* Start *
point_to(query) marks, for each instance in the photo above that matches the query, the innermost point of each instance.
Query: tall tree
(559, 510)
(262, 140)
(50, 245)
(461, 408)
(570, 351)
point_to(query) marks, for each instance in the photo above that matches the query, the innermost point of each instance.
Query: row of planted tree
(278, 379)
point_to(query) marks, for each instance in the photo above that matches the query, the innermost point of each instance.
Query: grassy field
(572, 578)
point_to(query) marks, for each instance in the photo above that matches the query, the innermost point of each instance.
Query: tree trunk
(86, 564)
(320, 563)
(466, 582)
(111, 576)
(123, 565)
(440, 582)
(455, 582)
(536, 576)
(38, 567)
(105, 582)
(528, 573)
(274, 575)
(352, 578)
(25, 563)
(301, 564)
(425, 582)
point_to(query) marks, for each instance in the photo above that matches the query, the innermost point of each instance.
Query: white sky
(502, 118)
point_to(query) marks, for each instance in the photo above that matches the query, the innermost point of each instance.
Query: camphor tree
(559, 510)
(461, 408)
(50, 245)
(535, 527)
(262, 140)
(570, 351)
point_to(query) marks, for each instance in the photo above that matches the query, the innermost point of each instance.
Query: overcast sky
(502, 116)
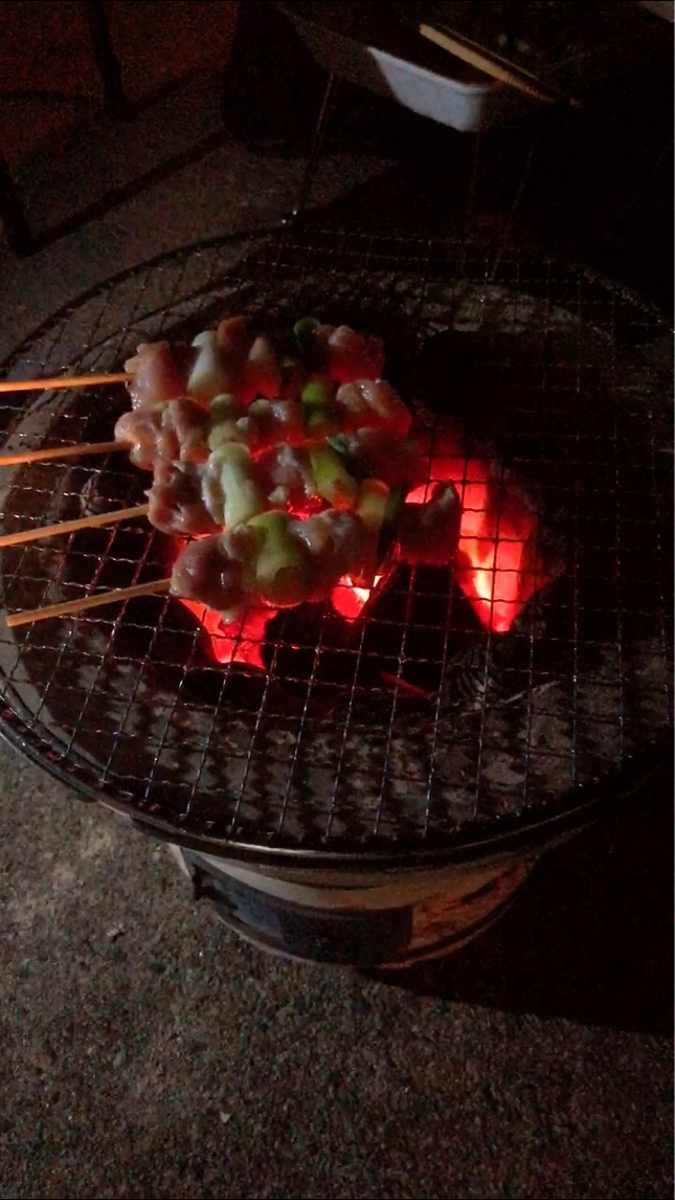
* End *
[Aim of the task] Copy out the listing above word for word, from start to finish, and leave out the picture.

[Full output]
point_to(query) marks, for each instance in the photo above that matches the query, the innermost point of each instance.
Query: tall tree
(559, 510)
(262, 140)
(50, 245)
(461, 408)
(570, 351)
point_to(query) marks, for each instance in the photo above that matches the query, the innermost point of each instance.
Query: row of planted tree
(278, 379)
point_to(query) marks, for each instance in the photo above that matches the query, the innermost point of each instance.
Query: grassy field
(572, 578)
point_to(query) marks, for each instance in the photo above that matches the query, the innermost point of each instance.
Query: tree trunk
(86, 564)
(320, 563)
(466, 582)
(111, 576)
(123, 565)
(440, 582)
(455, 582)
(536, 576)
(38, 567)
(105, 582)
(528, 573)
(274, 575)
(352, 578)
(25, 563)
(301, 564)
(425, 582)
point_to(query) marks, for each instance in the photo above that matches the query, the innermost point of each instance.
Query: white sky
(502, 118)
point_to(query) marks, for each instance in the photo above that matches the query, the innermost point of each instance.
Query: camphor tree
(559, 510)
(461, 408)
(50, 245)
(535, 527)
(262, 140)
(570, 351)
point_to(query) marks, for each instance in the photo above that matches the query, the innermost point of each instance.
Query: overcast sky
(502, 116)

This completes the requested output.